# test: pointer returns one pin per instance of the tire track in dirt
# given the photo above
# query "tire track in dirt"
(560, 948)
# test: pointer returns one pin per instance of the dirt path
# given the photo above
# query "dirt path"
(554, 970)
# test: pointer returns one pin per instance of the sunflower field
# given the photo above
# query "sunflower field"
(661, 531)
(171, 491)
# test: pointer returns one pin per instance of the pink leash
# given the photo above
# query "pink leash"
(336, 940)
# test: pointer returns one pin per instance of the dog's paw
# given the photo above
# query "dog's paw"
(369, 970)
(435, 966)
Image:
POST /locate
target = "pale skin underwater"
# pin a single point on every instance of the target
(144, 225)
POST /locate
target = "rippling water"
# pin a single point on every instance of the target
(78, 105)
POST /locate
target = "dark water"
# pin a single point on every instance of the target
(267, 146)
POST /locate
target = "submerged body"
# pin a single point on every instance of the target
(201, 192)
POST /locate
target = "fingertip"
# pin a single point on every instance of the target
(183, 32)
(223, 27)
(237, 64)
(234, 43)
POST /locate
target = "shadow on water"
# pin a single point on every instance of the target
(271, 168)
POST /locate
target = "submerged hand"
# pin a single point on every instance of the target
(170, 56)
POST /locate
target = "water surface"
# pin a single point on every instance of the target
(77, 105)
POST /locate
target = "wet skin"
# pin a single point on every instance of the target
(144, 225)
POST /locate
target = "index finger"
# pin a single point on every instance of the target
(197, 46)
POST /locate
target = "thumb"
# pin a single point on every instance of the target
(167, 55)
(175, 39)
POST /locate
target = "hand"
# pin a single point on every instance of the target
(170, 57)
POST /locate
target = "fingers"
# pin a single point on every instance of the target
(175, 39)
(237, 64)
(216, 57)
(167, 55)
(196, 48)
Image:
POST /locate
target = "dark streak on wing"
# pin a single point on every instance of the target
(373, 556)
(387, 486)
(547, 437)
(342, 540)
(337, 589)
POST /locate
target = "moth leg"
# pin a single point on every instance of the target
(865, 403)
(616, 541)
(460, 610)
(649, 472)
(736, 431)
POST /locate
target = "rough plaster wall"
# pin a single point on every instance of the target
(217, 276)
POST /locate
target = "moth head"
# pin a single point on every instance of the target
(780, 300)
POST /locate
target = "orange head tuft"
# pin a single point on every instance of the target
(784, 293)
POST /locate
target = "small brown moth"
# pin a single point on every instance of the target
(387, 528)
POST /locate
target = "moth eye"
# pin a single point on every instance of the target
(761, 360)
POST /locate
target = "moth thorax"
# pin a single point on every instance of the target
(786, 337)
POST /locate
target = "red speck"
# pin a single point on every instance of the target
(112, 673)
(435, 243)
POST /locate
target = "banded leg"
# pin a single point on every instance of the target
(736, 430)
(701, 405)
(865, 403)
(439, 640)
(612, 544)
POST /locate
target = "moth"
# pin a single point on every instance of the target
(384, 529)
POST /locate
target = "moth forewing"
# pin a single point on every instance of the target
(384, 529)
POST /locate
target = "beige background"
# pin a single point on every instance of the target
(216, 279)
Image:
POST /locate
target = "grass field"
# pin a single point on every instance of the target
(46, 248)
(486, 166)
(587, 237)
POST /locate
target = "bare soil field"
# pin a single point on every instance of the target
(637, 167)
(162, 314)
#####
## WORK INSTRUCTION
Exactly as given, please retype all the entries.

## RESPONSE
# test: pointer returns one pin per instance of the tire track in dirt
# given the photo above
# query "tire track in dirt"
(560, 948)
# test: pointer returns one pin per instance of the dirt path
# given the photo above
# query "dirt path"
(554, 970)
# test: pointer returns one pin per instance of the sunflower field
# given the photo above
# query "sunflower field"
(661, 531)
(171, 491)
# test: pointer returns one pin per instance of the pink leash
# given the photo above
# query "pink leash"
(336, 940)
# test: pointer returns one pin per instance of the dog's paw
# given the photo above
# query "dog's paw"
(369, 970)
(435, 966)
Image:
POST /locate
target = "pale skin underwater"
# pin a single point on every instance of the target
(144, 225)
POST /locate
target = "rippling water"
# pin a single point on every instance of the target
(78, 105)
POST /locate
target = "dark water"
# pin a single point on every instance of the target
(267, 146)
POST /locate
target = "submerged body"
# pin a single point on every instance of the target
(201, 192)
POST /locate
target = "fingertip"
# pin a single point on every instance of the target
(183, 32)
(223, 27)
(237, 64)
(234, 43)
POST /locate
target = "shadow on water"
# pin a single point on every instance of the target
(271, 168)
POST /locate
target = "submerged hand"
# pin a single point on every instance of the target
(170, 56)
POST /locate
target = "water surface"
# pin a single point on every instance of the target
(77, 105)
POST /locate
target = "wet skin"
# pin a single point on every instance of the target
(144, 225)
POST /locate
target = "index finger"
# pin a single point on every instance of the target
(197, 46)
POST /locate
target = "thumb"
# pin a single point on every instance of the target
(167, 55)
(175, 39)
POST /locate
target = "hand"
# pin a single point on every instance of the target
(170, 57)
POST /locate
target = "fingers"
# pin a single point on every instance of the target
(175, 39)
(237, 64)
(216, 57)
(167, 55)
(196, 48)
Image:
POST /locate
target = "dark streak on wing"
# pin a single point on every instance of the target
(373, 556)
(387, 486)
(547, 437)
(342, 540)
(337, 589)
POST /locate
target = "moth leg"
# pin a single point on every instance of the target
(865, 403)
(616, 541)
(460, 610)
(649, 472)
(736, 431)
POST /locate
target = "rough plaster wall"
# pin a single point on every instance of the target
(217, 276)
POST /locate
target = "moth head"
# pin a single point on every instance of the target
(780, 300)
POST /locate
target = "orange head tuft"
# pin a single point on every instance of the target
(784, 293)
POST /locate
target = "small brown moth"
# pin a single point on every instance of the target
(387, 528)
POST /locate
target = "moth eye"
# pin a single point on every instance of the target
(761, 360)
POST /locate
target = "moth thorax"
# pin a single point on every instance of the target
(786, 337)
POST /locate
target = "red speck"
# pin a single point on every instance of the target
(112, 673)
(435, 243)
POST /locate
target = "banded leg"
# pin a single point on every instance of the target
(736, 430)
(701, 405)
(865, 403)
(439, 640)
(612, 544)
POST /locate
target = "moth"
# pin a single point on every instance of the target
(384, 529)
POST /locate
target = "moth forewing"
# pin a single point on every instance of the target
(384, 529)
POST /locate
target = "beige background"
# pin a single point on every instance of the target
(216, 279)
Image:
POST /locate
target = "grass field"
# pin a single point on every instance of the target
(46, 248)
(486, 166)
(587, 237)
POST /locate
target = "bare soil field"
# pin a single point on every instance of the target
(637, 167)
(162, 314)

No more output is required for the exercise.